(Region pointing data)

--------------------------------

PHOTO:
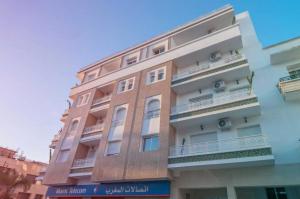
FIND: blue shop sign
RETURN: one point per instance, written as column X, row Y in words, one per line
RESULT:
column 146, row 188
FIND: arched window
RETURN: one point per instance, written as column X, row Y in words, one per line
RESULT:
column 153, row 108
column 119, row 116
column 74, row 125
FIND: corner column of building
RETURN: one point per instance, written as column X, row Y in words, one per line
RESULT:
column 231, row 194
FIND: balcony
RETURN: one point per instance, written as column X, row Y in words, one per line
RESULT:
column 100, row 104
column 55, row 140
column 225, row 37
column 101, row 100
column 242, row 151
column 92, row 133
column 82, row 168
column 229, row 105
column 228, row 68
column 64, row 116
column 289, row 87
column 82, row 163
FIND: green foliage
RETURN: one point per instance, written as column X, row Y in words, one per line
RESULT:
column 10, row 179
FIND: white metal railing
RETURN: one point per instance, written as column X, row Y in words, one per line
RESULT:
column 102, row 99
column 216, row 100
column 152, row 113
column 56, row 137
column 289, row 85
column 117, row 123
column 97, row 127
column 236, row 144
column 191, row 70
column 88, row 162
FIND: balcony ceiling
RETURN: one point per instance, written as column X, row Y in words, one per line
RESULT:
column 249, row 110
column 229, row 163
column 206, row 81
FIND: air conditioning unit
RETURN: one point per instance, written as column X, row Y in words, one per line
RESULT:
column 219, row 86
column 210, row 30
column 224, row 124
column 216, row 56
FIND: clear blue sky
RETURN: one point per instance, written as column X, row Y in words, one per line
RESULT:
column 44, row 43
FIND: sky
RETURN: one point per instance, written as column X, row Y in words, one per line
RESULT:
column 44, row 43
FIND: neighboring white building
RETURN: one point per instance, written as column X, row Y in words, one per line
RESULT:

--------------------------------

Search the entries for the word "building" and show every line that has it.

Your response:
FIND: corner column of building
FIND: neighboring white building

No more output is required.